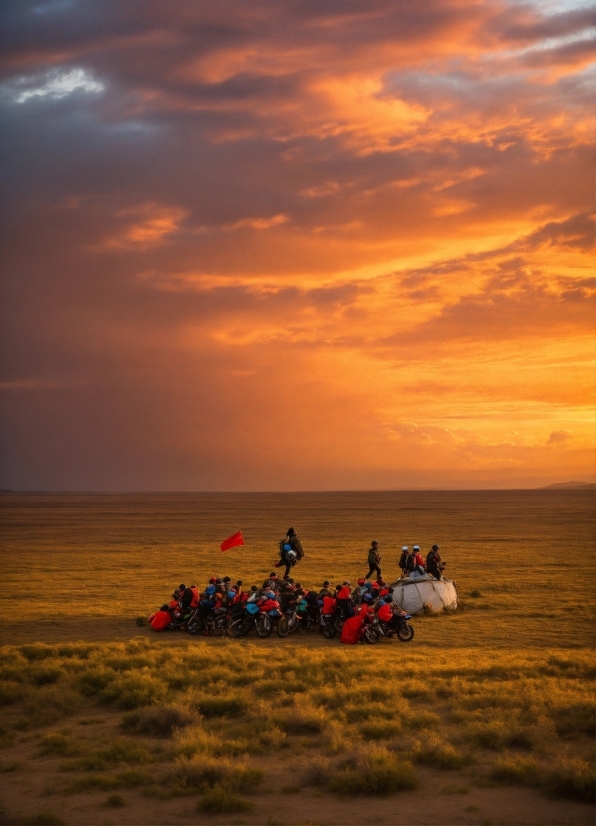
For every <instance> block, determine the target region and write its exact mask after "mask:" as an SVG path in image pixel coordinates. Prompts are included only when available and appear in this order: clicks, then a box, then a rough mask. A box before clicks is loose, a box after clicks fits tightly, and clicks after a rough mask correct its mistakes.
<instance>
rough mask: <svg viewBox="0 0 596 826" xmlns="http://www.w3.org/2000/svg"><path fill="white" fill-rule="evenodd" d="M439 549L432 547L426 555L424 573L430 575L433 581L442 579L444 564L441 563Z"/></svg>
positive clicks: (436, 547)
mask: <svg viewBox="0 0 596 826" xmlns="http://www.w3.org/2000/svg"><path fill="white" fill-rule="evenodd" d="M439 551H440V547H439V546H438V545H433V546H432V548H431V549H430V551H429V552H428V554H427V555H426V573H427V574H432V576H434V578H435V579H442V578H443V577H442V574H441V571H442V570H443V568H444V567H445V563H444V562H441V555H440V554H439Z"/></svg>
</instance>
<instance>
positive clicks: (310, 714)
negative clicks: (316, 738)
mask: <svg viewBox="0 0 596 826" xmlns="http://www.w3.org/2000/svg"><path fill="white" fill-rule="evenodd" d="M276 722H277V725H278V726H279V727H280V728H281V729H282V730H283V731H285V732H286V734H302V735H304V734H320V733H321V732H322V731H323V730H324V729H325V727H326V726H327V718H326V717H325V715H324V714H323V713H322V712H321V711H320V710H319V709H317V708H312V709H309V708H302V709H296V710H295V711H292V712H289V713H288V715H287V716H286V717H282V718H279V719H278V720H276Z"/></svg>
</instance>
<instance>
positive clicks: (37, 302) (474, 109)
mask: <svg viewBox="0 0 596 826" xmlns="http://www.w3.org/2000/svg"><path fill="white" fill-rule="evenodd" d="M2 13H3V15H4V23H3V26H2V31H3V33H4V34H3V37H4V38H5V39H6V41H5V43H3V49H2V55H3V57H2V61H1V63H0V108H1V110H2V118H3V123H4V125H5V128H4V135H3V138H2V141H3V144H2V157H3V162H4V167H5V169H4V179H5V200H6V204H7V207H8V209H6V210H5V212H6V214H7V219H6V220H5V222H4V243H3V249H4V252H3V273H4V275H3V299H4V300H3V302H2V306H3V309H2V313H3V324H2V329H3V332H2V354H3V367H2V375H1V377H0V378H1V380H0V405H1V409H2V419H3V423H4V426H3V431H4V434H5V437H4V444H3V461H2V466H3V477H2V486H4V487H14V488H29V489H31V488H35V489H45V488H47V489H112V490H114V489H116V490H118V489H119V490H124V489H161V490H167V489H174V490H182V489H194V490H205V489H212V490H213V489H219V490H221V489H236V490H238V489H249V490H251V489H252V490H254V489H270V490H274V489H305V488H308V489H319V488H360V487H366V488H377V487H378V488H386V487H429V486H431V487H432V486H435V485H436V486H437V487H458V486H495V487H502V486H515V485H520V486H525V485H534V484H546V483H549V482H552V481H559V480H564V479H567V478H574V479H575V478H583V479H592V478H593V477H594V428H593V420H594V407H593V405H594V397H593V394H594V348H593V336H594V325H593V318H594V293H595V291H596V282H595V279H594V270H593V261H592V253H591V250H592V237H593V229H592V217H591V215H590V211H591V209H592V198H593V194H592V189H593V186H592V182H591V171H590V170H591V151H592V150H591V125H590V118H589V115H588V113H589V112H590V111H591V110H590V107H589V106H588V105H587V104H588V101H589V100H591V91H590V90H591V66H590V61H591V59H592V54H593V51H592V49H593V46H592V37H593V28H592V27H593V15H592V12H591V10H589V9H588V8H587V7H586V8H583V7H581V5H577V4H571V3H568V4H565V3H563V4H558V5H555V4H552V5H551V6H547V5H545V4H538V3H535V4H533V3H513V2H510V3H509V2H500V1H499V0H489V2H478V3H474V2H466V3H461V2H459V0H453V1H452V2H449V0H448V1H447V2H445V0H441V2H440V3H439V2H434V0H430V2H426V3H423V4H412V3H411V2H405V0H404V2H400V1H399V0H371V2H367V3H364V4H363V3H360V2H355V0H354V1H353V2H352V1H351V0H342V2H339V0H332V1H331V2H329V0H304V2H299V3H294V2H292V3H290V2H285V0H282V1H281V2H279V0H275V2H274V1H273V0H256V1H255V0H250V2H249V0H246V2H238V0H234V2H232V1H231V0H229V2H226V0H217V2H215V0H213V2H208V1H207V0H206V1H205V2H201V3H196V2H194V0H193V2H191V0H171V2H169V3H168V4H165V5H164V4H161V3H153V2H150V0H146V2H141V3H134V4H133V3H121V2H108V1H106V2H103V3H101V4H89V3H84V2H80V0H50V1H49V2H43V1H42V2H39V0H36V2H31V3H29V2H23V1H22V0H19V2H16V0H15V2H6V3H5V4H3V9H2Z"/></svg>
...
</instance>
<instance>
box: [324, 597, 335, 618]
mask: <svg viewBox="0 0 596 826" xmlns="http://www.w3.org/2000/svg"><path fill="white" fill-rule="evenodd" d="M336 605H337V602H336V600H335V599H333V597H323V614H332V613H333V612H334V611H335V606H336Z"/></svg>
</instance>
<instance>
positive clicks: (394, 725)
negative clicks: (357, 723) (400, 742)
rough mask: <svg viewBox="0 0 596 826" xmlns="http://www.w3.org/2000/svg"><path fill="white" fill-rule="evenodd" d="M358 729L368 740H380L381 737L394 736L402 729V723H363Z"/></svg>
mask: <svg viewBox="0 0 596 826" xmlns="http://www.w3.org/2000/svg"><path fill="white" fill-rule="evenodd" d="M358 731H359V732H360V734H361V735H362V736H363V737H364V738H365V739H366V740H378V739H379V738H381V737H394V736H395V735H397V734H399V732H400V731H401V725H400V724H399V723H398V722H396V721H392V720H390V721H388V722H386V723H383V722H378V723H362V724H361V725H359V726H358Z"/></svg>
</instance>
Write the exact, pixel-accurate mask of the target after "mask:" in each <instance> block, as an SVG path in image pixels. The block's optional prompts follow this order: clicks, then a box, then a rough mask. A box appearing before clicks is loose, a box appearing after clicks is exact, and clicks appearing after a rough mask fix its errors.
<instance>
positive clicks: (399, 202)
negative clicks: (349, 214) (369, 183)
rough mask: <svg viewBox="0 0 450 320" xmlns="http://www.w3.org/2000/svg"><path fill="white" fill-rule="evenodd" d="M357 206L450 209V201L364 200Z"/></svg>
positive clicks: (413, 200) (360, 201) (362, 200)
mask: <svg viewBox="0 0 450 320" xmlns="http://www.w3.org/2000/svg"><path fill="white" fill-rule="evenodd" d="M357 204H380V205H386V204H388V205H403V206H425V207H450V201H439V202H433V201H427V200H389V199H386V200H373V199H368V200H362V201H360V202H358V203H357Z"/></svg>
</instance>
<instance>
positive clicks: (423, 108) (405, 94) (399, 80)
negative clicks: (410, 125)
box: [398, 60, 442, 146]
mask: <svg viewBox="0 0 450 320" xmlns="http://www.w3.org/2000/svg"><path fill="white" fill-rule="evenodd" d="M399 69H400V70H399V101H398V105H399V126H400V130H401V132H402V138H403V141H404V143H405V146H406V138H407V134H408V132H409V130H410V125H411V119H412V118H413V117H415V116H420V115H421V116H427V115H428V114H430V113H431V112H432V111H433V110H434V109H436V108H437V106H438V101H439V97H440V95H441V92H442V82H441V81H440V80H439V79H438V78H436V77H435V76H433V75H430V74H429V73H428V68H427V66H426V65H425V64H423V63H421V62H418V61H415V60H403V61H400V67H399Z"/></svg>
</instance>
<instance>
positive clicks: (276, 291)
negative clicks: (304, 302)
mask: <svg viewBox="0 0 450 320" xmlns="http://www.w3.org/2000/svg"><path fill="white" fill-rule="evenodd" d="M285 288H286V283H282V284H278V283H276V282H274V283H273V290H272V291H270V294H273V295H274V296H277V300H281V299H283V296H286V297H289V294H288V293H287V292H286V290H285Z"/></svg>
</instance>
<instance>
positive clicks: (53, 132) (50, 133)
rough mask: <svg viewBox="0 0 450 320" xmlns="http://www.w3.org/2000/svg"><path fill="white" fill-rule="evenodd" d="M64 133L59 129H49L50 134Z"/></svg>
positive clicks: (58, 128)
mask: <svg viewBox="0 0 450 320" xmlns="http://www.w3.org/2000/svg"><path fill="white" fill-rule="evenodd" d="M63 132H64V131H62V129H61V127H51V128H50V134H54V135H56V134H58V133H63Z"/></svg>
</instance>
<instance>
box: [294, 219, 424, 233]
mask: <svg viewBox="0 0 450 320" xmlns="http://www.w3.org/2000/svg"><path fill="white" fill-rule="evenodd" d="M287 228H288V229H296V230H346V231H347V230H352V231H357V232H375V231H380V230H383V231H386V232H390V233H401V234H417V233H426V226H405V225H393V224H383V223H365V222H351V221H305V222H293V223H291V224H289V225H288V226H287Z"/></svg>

**Activity:**
Find every line in the items above that contains the string "negative", matching case exactly, and copy each of those lines.

**Task output:**
negative clicks: (316, 738)
negative clicks: (357, 723) (400, 742)
negative clicks: (349, 214) (369, 183)
negative clicks: (410, 125)
negative clicks: (304, 302)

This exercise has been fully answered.